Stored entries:
# # # # # # #

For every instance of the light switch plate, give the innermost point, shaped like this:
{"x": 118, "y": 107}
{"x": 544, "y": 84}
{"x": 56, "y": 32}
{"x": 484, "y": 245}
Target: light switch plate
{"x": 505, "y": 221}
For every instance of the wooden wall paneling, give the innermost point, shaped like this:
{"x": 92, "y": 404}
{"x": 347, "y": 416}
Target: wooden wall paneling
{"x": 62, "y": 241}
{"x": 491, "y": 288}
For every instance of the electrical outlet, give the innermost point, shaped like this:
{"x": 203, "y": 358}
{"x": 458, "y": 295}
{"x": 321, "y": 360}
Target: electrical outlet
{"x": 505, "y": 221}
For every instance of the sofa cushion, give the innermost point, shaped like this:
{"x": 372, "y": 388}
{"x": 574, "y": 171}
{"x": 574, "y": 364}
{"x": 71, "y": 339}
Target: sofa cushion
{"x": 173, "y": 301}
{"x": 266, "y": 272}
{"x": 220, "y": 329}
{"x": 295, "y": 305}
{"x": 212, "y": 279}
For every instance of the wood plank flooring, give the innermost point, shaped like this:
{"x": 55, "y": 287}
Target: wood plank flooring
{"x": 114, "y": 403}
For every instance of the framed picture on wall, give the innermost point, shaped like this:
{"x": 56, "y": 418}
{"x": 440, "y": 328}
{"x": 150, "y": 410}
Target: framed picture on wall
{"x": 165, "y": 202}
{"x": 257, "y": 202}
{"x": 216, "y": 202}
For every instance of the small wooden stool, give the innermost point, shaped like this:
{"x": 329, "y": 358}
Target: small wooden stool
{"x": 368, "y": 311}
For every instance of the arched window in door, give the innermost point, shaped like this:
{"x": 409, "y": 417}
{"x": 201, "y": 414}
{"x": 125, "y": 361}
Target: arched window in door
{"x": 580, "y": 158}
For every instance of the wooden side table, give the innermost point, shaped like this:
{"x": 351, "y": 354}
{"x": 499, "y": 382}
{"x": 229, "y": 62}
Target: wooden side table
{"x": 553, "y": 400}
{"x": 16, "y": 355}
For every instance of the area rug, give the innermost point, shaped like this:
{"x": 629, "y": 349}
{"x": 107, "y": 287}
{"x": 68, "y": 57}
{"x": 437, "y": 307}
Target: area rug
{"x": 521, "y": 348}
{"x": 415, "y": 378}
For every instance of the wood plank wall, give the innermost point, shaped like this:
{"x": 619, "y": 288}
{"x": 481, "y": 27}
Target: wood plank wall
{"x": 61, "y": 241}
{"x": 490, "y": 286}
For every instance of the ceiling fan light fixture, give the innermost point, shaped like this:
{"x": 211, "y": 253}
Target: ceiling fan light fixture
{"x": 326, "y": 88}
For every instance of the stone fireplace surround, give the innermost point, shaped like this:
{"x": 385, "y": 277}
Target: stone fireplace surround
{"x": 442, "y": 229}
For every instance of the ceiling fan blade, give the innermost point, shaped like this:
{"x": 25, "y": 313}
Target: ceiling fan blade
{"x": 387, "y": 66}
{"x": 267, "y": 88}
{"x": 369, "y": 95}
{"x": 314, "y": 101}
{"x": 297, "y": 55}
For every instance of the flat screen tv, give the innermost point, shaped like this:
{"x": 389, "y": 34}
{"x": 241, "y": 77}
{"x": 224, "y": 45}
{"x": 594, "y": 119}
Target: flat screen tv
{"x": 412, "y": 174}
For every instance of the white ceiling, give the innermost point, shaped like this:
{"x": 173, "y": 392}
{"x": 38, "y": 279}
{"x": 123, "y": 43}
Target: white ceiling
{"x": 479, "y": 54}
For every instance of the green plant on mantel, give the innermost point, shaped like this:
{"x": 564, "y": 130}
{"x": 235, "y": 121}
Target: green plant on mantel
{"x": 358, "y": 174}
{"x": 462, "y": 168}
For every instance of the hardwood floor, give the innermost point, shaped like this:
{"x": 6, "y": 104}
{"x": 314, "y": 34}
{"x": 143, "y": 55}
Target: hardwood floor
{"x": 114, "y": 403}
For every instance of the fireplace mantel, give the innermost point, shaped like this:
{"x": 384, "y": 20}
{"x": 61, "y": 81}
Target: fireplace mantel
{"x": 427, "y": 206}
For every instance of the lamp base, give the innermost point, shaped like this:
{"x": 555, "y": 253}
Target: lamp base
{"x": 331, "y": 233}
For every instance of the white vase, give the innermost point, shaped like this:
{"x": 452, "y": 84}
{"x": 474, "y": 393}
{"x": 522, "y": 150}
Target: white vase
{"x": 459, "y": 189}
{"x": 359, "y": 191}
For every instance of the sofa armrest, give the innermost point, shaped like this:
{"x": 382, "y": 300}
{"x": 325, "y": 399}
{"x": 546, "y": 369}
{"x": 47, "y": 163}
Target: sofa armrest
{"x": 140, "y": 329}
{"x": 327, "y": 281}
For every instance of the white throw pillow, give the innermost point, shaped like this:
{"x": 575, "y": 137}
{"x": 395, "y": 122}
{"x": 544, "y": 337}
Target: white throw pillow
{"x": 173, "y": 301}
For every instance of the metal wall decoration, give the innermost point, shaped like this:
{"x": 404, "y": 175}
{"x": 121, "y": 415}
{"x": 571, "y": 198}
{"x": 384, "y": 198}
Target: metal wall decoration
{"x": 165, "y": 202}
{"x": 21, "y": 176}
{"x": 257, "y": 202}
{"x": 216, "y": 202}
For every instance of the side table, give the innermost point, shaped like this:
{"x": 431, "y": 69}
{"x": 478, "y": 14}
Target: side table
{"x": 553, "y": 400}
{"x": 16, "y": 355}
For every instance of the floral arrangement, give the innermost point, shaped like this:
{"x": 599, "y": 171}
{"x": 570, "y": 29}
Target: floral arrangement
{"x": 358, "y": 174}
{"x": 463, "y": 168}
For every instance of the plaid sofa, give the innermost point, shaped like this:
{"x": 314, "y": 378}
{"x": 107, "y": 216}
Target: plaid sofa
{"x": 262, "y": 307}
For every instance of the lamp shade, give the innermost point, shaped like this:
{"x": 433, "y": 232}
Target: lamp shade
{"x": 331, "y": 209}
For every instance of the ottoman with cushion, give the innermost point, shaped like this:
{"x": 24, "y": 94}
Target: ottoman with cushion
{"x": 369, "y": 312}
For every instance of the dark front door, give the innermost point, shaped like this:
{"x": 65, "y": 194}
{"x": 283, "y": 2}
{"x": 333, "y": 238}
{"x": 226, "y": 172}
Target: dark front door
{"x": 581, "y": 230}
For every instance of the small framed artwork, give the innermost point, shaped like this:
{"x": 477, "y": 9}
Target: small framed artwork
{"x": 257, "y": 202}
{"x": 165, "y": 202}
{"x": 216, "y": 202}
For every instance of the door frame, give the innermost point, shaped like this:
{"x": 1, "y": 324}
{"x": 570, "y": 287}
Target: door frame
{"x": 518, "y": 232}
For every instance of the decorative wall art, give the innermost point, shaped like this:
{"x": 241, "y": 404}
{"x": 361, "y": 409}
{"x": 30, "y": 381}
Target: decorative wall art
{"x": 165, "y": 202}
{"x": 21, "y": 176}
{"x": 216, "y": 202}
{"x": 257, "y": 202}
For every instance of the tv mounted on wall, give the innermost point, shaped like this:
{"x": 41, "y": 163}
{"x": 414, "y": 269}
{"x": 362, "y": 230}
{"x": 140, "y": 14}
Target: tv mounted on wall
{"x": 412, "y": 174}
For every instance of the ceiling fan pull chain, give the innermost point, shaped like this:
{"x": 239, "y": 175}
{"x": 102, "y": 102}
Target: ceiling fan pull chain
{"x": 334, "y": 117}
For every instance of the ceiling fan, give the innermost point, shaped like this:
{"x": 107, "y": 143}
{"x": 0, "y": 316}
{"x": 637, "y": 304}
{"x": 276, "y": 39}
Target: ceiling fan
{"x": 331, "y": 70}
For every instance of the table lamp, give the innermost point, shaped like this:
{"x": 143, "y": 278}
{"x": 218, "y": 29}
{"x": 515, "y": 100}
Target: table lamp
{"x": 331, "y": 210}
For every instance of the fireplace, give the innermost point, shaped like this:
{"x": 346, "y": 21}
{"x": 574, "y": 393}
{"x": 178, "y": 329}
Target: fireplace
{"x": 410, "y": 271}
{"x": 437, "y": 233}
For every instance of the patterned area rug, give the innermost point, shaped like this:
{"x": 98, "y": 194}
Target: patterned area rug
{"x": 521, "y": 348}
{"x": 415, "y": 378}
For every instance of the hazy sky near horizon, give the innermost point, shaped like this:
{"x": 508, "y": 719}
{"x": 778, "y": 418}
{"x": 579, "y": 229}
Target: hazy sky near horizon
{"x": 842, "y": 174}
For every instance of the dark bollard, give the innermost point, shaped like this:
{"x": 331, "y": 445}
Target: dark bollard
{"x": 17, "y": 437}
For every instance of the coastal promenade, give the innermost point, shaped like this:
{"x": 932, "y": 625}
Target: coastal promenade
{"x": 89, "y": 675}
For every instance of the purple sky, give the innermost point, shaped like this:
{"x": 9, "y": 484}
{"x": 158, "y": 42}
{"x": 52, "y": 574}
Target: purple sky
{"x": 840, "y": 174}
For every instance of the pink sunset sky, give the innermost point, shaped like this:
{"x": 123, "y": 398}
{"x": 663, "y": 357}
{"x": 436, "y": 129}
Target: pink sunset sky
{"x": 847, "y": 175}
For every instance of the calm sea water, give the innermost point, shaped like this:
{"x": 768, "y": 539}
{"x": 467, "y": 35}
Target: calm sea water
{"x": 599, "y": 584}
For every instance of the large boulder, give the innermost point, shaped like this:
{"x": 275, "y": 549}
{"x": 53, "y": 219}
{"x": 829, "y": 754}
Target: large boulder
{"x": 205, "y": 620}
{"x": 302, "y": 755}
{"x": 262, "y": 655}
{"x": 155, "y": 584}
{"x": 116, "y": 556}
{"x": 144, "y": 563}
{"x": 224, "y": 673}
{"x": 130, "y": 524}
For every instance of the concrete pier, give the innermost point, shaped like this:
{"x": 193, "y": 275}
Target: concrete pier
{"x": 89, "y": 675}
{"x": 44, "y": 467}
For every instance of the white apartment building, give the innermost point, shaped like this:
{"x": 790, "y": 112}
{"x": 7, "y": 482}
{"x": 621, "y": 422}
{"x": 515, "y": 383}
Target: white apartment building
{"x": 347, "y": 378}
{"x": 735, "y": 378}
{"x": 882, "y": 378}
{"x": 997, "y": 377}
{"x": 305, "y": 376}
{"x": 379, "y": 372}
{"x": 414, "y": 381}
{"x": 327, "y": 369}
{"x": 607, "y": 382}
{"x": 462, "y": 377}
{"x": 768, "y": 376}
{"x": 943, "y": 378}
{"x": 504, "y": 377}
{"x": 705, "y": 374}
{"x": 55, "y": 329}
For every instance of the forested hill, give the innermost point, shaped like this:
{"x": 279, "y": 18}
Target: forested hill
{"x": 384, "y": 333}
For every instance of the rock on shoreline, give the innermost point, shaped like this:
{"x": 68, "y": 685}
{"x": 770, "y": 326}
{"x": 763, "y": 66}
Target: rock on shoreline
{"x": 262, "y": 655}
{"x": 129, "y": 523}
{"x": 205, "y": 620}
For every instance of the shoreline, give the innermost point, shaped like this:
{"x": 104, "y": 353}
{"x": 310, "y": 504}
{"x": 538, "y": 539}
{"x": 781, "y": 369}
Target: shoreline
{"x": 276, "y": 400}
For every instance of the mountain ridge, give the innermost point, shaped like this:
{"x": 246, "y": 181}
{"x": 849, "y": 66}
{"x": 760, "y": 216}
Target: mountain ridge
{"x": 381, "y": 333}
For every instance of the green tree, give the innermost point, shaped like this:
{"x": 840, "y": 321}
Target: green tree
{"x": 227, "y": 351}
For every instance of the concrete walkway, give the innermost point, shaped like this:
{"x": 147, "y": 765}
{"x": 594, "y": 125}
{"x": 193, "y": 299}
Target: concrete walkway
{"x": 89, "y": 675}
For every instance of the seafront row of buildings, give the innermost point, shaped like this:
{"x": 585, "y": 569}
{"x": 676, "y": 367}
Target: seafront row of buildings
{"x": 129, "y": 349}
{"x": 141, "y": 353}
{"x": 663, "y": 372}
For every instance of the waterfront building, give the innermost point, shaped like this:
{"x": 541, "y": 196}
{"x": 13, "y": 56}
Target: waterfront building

# # # # # # #

What this task involves
Reproduce only the lines between the line containing "For every instance of the forested" and the last line of the records, those two lines included, exactly.

Correct answer
For every instance of the forested hill, give the innermost point, shaped like this:
{"x": 279, "y": 18}
Target: forested hill
{"x": 384, "y": 333}
For every instance of the rock on shoreline, give the innermost point, shaped like this:
{"x": 68, "y": 685}
{"x": 770, "y": 326}
{"x": 763, "y": 66}
Target: rock on shoreline
{"x": 262, "y": 655}
{"x": 129, "y": 523}
{"x": 205, "y": 620}
For every instance of the shoreline, give the innermost point, shaped like this:
{"x": 104, "y": 353}
{"x": 310, "y": 504}
{"x": 538, "y": 539}
{"x": 781, "y": 369}
Target: shoreline
{"x": 276, "y": 400}
For every instance of the mountain ridge, give the innermost point, shaped like this:
{"x": 246, "y": 181}
{"x": 849, "y": 66}
{"x": 760, "y": 216}
Target: mountain ridge
{"x": 381, "y": 333}
For every instance of the green tree, give the innermost point, shaped like this:
{"x": 840, "y": 321}
Target: green tree
{"x": 227, "y": 351}
For every instance of the concrete walkway, give the innermost point, shaped like this:
{"x": 147, "y": 765}
{"x": 594, "y": 125}
{"x": 193, "y": 299}
Target: concrete walkway
{"x": 89, "y": 675}
For every instance of the seafront row of buildings, give the innermost point, shaped like this:
{"x": 585, "y": 569}
{"x": 676, "y": 367}
Target: seafront row of buildings
{"x": 129, "y": 349}
{"x": 141, "y": 353}
{"x": 663, "y": 372}
For every instance of the waterfront building, give the innermost point, shaped like this:
{"x": 541, "y": 196}
{"x": 13, "y": 56}
Target: waterfront building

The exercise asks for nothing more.